# Your objective
Only those lines running from the line that contains "Mark every instance of the white-green" through the end of the material are to be written out, each exactly as shown.
Start of Supplied records
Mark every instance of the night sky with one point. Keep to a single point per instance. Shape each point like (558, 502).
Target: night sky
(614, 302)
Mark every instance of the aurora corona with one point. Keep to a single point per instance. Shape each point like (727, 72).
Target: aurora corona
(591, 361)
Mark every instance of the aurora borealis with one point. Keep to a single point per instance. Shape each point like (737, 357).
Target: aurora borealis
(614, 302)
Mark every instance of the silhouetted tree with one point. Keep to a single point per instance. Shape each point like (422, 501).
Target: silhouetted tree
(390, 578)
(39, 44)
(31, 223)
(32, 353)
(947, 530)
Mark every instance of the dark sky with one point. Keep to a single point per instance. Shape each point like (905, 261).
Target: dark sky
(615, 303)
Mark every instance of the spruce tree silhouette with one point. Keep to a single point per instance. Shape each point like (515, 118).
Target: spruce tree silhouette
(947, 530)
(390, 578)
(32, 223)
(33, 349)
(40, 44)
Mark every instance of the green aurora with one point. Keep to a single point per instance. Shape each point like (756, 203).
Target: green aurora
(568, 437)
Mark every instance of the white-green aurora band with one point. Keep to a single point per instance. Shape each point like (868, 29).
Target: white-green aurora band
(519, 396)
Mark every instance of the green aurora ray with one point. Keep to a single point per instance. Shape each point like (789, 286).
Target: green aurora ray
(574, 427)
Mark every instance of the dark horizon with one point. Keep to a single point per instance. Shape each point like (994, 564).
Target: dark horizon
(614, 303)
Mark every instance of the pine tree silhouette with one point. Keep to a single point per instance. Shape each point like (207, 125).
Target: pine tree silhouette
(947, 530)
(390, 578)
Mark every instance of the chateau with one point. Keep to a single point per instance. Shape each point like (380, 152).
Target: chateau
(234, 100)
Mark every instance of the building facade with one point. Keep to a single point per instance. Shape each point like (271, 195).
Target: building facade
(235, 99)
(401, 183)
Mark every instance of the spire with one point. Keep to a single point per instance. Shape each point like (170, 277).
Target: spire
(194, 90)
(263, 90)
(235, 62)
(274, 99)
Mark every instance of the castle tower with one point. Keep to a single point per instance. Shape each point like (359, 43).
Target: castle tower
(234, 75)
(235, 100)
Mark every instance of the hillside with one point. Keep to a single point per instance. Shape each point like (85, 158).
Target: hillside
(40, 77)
End of Supplied records
# Task response
Mark every instance of the white-green aurora band with one point. Keep to a single point per instance. Shape each point like (868, 29).
Target: white-green aurora band
(519, 396)
Mark every instance of the green aurora ray with one point. Keep to a single point per instance. Shape each point like (789, 286).
Target: green aurora ray
(574, 427)
Mark every instance of the dark horizon with one point. Keep to a single point per instance. Shape each point like (994, 564).
Target: dark horizon
(614, 303)
Mark every instance of the pine tree silhouette with one point. Keep to a single point per instance. Shape each point like (207, 125).
Target: pine tree silhouette
(947, 530)
(390, 578)
Mark every instance of the chateau with one point. Keep to a single point per instance. Shape each point like (380, 152).
Target: chateau
(234, 100)
Mark every instance of the building facade with one point. Keep to a single point per instance. Shape each point like (271, 195).
Target: building facade
(235, 99)
(401, 183)
Mark every instance of the spire with one point. Keep to a single point per instance. Shape each point like (170, 277).
Target: spire
(194, 90)
(263, 90)
(235, 62)
(274, 99)
Mark every instance of the castle tower with one point. Keep to a single point per instance. Shape each point like (359, 43).
Target: castle tower
(234, 75)
(235, 100)
Mark every instance of the hillside with one point. Keep to a single point per instance. Shape each point like (85, 158).
Target: hillside
(40, 77)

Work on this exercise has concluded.